[Start of Attachment]

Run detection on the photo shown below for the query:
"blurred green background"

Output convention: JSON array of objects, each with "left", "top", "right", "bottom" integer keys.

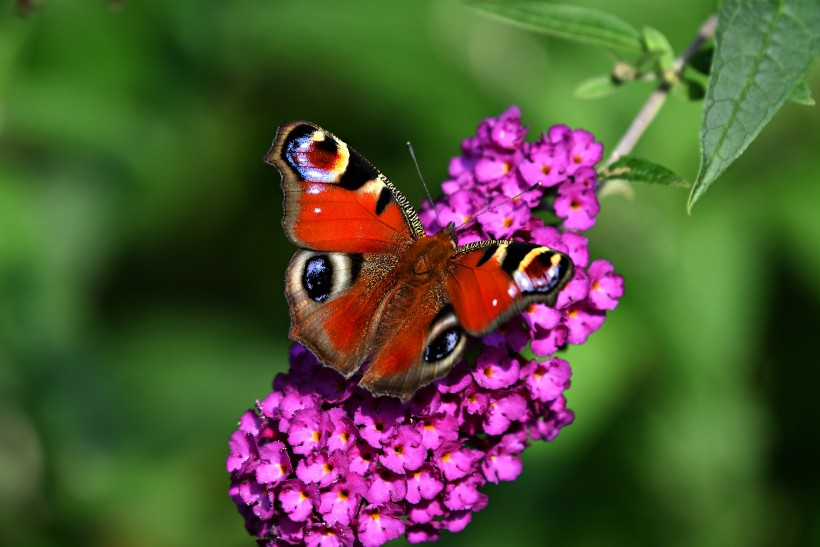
[{"left": 1, "top": 1, "right": 818, "bottom": 546}]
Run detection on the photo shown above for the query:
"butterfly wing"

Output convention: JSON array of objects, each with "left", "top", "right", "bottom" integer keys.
[
  {"left": 284, "top": 250, "right": 396, "bottom": 376},
  {"left": 447, "top": 240, "right": 574, "bottom": 335},
  {"left": 266, "top": 121, "right": 426, "bottom": 253}
]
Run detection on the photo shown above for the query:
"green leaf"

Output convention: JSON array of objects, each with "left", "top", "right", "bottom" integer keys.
[
  {"left": 642, "top": 26, "right": 675, "bottom": 71},
  {"left": 467, "top": 0, "right": 643, "bottom": 54},
  {"left": 600, "top": 156, "right": 690, "bottom": 188},
  {"left": 689, "top": 0, "right": 820, "bottom": 211},
  {"left": 574, "top": 74, "right": 620, "bottom": 99},
  {"left": 788, "top": 80, "right": 815, "bottom": 105}
]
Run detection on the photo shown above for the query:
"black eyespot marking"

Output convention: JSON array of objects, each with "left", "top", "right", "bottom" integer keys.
[
  {"left": 312, "top": 131, "right": 338, "bottom": 154},
  {"left": 424, "top": 328, "right": 462, "bottom": 363},
  {"left": 303, "top": 255, "right": 333, "bottom": 302},
  {"left": 339, "top": 148, "right": 379, "bottom": 190},
  {"left": 500, "top": 243, "right": 532, "bottom": 275},
  {"left": 283, "top": 126, "right": 315, "bottom": 174},
  {"left": 375, "top": 187, "right": 393, "bottom": 216},
  {"left": 286, "top": 124, "right": 315, "bottom": 148},
  {"left": 476, "top": 245, "right": 498, "bottom": 268}
]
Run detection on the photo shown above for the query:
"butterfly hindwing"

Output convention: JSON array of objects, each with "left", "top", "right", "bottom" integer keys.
[
  {"left": 284, "top": 250, "right": 398, "bottom": 377},
  {"left": 359, "top": 296, "right": 467, "bottom": 400},
  {"left": 447, "top": 241, "right": 574, "bottom": 335},
  {"left": 266, "top": 121, "right": 425, "bottom": 254}
]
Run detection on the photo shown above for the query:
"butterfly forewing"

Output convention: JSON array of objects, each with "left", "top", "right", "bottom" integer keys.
[
  {"left": 448, "top": 241, "right": 574, "bottom": 335},
  {"left": 266, "top": 121, "right": 425, "bottom": 254}
]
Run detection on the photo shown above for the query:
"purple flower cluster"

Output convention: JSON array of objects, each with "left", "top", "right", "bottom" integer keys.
[{"left": 228, "top": 107, "right": 623, "bottom": 546}]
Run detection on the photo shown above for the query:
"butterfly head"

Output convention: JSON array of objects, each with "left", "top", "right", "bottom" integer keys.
[{"left": 443, "top": 220, "right": 457, "bottom": 243}]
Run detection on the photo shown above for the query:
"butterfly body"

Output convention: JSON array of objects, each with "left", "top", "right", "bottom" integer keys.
[{"left": 267, "top": 121, "right": 574, "bottom": 401}]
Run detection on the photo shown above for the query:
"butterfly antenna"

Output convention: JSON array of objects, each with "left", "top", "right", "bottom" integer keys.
[
  {"left": 406, "top": 141, "right": 442, "bottom": 230},
  {"left": 454, "top": 182, "right": 542, "bottom": 232}
]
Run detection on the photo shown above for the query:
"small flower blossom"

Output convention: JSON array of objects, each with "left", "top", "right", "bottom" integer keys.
[
  {"left": 319, "top": 473, "right": 367, "bottom": 526},
  {"left": 305, "top": 523, "right": 355, "bottom": 547},
  {"left": 482, "top": 433, "right": 525, "bottom": 483},
  {"left": 417, "top": 414, "right": 459, "bottom": 450},
  {"left": 483, "top": 393, "right": 528, "bottom": 435},
  {"left": 228, "top": 107, "right": 623, "bottom": 546},
  {"left": 366, "top": 467, "right": 407, "bottom": 504},
  {"left": 296, "top": 449, "right": 347, "bottom": 488},
  {"left": 554, "top": 169, "right": 601, "bottom": 230},
  {"left": 279, "top": 479, "right": 319, "bottom": 522},
  {"left": 588, "top": 259, "right": 625, "bottom": 310},
  {"left": 255, "top": 441, "right": 292, "bottom": 485},
  {"left": 405, "top": 465, "right": 445, "bottom": 504},
  {"left": 473, "top": 346, "right": 520, "bottom": 390},
  {"left": 380, "top": 425, "right": 427, "bottom": 474},
  {"left": 522, "top": 357, "right": 572, "bottom": 403},
  {"left": 358, "top": 504, "right": 406, "bottom": 547}
]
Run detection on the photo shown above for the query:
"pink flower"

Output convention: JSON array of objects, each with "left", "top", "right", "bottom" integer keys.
[
  {"left": 305, "top": 524, "right": 355, "bottom": 547},
  {"left": 554, "top": 169, "right": 601, "bottom": 230},
  {"left": 379, "top": 425, "right": 427, "bottom": 474},
  {"left": 318, "top": 473, "right": 367, "bottom": 526},
  {"left": 473, "top": 346, "right": 521, "bottom": 389},
  {"left": 588, "top": 259, "right": 625, "bottom": 310},
  {"left": 296, "top": 449, "right": 347, "bottom": 488},
  {"left": 522, "top": 357, "right": 572, "bottom": 403},
  {"left": 279, "top": 479, "right": 319, "bottom": 522},
  {"left": 357, "top": 504, "right": 405, "bottom": 547},
  {"left": 255, "top": 441, "right": 292, "bottom": 485}
]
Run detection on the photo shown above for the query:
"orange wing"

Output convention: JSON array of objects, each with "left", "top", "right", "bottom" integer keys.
[
  {"left": 447, "top": 241, "right": 574, "bottom": 335},
  {"left": 266, "top": 121, "right": 425, "bottom": 253}
]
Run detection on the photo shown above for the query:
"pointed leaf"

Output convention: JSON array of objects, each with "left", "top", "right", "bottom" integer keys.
[
  {"left": 642, "top": 26, "right": 675, "bottom": 71},
  {"left": 689, "top": 0, "right": 820, "bottom": 211},
  {"left": 788, "top": 80, "right": 814, "bottom": 105},
  {"left": 600, "top": 156, "right": 690, "bottom": 188},
  {"left": 574, "top": 75, "right": 620, "bottom": 99},
  {"left": 467, "top": 0, "right": 643, "bottom": 54}
]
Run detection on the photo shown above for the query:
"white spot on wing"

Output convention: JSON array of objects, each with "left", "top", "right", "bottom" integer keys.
[{"left": 513, "top": 270, "right": 534, "bottom": 292}]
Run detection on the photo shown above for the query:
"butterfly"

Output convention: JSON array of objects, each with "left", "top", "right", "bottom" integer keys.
[{"left": 265, "top": 121, "right": 574, "bottom": 401}]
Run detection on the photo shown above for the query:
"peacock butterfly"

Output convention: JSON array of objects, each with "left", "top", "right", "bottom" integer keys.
[{"left": 265, "top": 121, "right": 574, "bottom": 401}]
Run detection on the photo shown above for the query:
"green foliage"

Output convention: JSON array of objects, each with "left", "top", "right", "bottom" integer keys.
[
  {"left": 573, "top": 74, "right": 619, "bottom": 99},
  {"left": 690, "top": 0, "right": 820, "bottom": 210},
  {"left": 641, "top": 26, "right": 675, "bottom": 72},
  {"left": 467, "top": 0, "right": 643, "bottom": 53},
  {"left": 600, "top": 157, "right": 690, "bottom": 188},
  {"left": 472, "top": 0, "right": 819, "bottom": 209}
]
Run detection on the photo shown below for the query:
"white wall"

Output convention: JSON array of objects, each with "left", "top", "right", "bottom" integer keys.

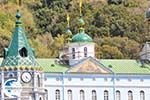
[
  {"left": 68, "top": 43, "right": 95, "bottom": 65},
  {"left": 44, "top": 73, "right": 150, "bottom": 100}
]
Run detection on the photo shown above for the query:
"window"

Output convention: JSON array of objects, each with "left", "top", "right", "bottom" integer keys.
[
  {"left": 68, "top": 77, "right": 72, "bottom": 81},
  {"left": 39, "top": 97, "right": 42, "bottom": 100},
  {"left": 56, "top": 90, "right": 60, "bottom": 100},
  {"left": 128, "top": 78, "right": 132, "bottom": 82},
  {"left": 72, "top": 48, "right": 75, "bottom": 59},
  {"left": 45, "top": 89, "right": 48, "bottom": 100},
  {"left": 104, "top": 90, "right": 109, "bottom": 100},
  {"left": 80, "top": 78, "right": 84, "bottom": 81},
  {"left": 104, "top": 78, "right": 108, "bottom": 81},
  {"left": 140, "top": 91, "right": 145, "bottom": 100},
  {"left": 80, "top": 90, "right": 85, "bottom": 100},
  {"left": 140, "top": 78, "right": 144, "bottom": 82},
  {"left": 92, "top": 90, "right": 97, "bottom": 100},
  {"left": 7, "top": 72, "right": 15, "bottom": 78},
  {"left": 68, "top": 90, "right": 72, "bottom": 100},
  {"left": 19, "top": 47, "right": 27, "bottom": 57},
  {"left": 128, "top": 91, "right": 133, "bottom": 100},
  {"left": 116, "top": 90, "right": 121, "bottom": 100},
  {"left": 84, "top": 47, "right": 87, "bottom": 57},
  {"left": 37, "top": 75, "right": 40, "bottom": 87}
]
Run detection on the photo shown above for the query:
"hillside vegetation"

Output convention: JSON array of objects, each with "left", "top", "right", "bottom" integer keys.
[{"left": 0, "top": 0, "right": 149, "bottom": 59}]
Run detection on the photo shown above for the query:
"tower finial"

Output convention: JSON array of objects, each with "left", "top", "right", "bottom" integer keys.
[
  {"left": 15, "top": 10, "right": 22, "bottom": 26},
  {"left": 67, "top": 13, "right": 70, "bottom": 28},
  {"left": 79, "top": 0, "right": 82, "bottom": 17}
]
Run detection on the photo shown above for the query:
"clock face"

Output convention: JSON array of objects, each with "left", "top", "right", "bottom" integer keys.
[{"left": 21, "top": 72, "right": 32, "bottom": 83}]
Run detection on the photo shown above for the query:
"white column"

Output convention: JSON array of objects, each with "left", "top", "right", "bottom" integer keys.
[
  {"left": 17, "top": 70, "right": 21, "bottom": 100},
  {"left": 35, "top": 93, "right": 39, "bottom": 100},
  {"left": 1, "top": 70, "right": 4, "bottom": 100}
]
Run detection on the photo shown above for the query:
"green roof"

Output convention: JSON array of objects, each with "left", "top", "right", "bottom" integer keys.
[
  {"left": 71, "top": 28, "right": 93, "bottom": 43},
  {"left": 100, "top": 59, "right": 150, "bottom": 74},
  {"left": 1, "top": 10, "right": 38, "bottom": 67},
  {"left": 37, "top": 59, "right": 69, "bottom": 73},
  {"left": 0, "top": 58, "right": 150, "bottom": 74},
  {"left": 38, "top": 59, "right": 150, "bottom": 74}
]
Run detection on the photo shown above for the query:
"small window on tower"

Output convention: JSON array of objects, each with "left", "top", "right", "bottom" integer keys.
[
  {"left": 72, "top": 48, "right": 75, "bottom": 59},
  {"left": 37, "top": 75, "right": 40, "bottom": 87},
  {"left": 19, "top": 47, "right": 27, "bottom": 57},
  {"left": 84, "top": 47, "right": 87, "bottom": 57}
]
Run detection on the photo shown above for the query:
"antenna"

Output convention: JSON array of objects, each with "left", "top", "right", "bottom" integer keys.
[
  {"left": 80, "top": 0, "right": 83, "bottom": 16},
  {"left": 67, "top": 13, "right": 70, "bottom": 28},
  {"left": 17, "top": 0, "right": 22, "bottom": 7}
]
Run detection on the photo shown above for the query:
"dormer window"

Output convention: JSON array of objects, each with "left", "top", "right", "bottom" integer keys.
[{"left": 19, "top": 47, "right": 27, "bottom": 57}]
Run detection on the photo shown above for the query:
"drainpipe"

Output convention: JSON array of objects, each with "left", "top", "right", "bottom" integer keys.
[
  {"left": 1, "top": 70, "right": 4, "bottom": 100},
  {"left": 112, "top": 72, "right": 116, "bottom": 100},
  {"left": 62, "top": 73, "right": 65, "bottom": 100}
]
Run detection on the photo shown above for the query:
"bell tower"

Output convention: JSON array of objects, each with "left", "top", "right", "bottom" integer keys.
[{"left": 0, "top": 10, "right": 46, "bottom": 100}]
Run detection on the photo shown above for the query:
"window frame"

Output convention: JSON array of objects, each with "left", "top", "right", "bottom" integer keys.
[
  {"left": 104, "top": 90, "right": 109, "bottom": 100},
  {"left": 92, "top": 90, "right": 97, "bottom": 100},
  {"left": 56, "top": 89, "right": 60, "bottom": 100}
]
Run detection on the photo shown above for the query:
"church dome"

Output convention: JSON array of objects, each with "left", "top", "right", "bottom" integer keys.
[{"left": 71, "top": 28, "right": 93, "bottom": 42}]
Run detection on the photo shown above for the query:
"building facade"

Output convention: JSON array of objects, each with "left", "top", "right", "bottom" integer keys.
[{"left": 0, "top": 11, "right": 150, "bottom": 100}]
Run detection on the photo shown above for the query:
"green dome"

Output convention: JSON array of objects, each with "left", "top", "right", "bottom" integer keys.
[{"left": 71, "top": 28, "right": 93, "bottom": 42}]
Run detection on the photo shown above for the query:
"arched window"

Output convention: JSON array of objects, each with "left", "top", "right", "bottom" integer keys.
[
  {"left": 19, "top": 47, "right": 27, "bottom": 57},
  {"left": 72, "top": 48, "right": 75, "bottom": 59},
  {"left": 84, "top": 47, "right": 87, "bottom": 57},
  {"left": 104, "top": 90, "right": 109, "bottom": 100},
  {"left": 56, "top": 90, "right": 60, "bottom": 100},
  {"left": 80, "top": 90, "right": 85, "bottom": 100},
  {"left": 140, "top": 91, "right": 145, "bottom": 100},
  {"left": 68, "top": 90, "right": 72, "bottom": 100},
  {"left": 128, "top": 91, "right": 133, "bottom": 100},
  {"left": 39, "top": 97, "right": 42, "bottom": 100},
  {"left": 92, "top": 90, "right": 97, "bottom": 100},
  {"left": 37, "top": 75, "right": 40, "bottom": 87},
  {"left": 45, "top": 89, "right": 48, "bottom": 100},
  {"left": 116, "top": 90, "right": 121, "bottom": 100},
  {"left": 7, "top": 72, "right": 15, "bottom": 78}
]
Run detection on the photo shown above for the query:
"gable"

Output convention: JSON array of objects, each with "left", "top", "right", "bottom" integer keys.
[{"left": 67, "top": 57, "right": 112, "bottom": 73}]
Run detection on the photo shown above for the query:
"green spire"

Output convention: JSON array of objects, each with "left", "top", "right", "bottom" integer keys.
[
  {"left": 78, "top": 17, "right": 85, "bottom": 27},
  {"left": 1, "top": 10, "right": 38, "bottom": 67}
]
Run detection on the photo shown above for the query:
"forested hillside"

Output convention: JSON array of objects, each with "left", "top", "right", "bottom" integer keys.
[{"left": 0, "top": 0, "right": 149, "bottom": 59}]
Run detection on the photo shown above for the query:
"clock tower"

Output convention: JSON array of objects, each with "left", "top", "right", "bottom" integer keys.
[{"left": 0, "top": 10, "right": 46, "bottom": 100}]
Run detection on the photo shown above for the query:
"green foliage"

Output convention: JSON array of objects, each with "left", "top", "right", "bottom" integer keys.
[
  {"left": 108, "top": 0, "right": 123, "bottom": 5},
  {"left": 0, "top": 0, "right": 148, "bottom": 59}
]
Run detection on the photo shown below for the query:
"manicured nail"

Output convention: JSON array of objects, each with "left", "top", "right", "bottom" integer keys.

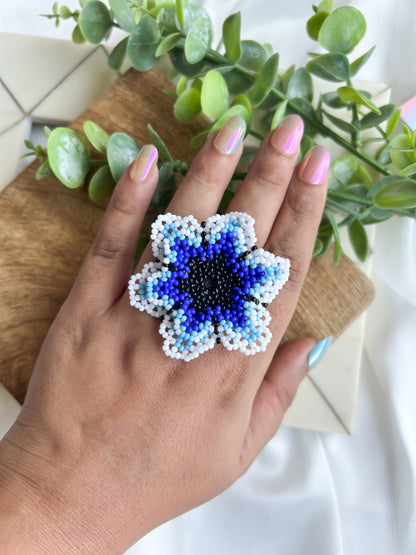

[End of Attachment]

Problem description: For each line above that includes "white", copy the line.

Answer area:
"white spot on wing"
"white wall"
"white column"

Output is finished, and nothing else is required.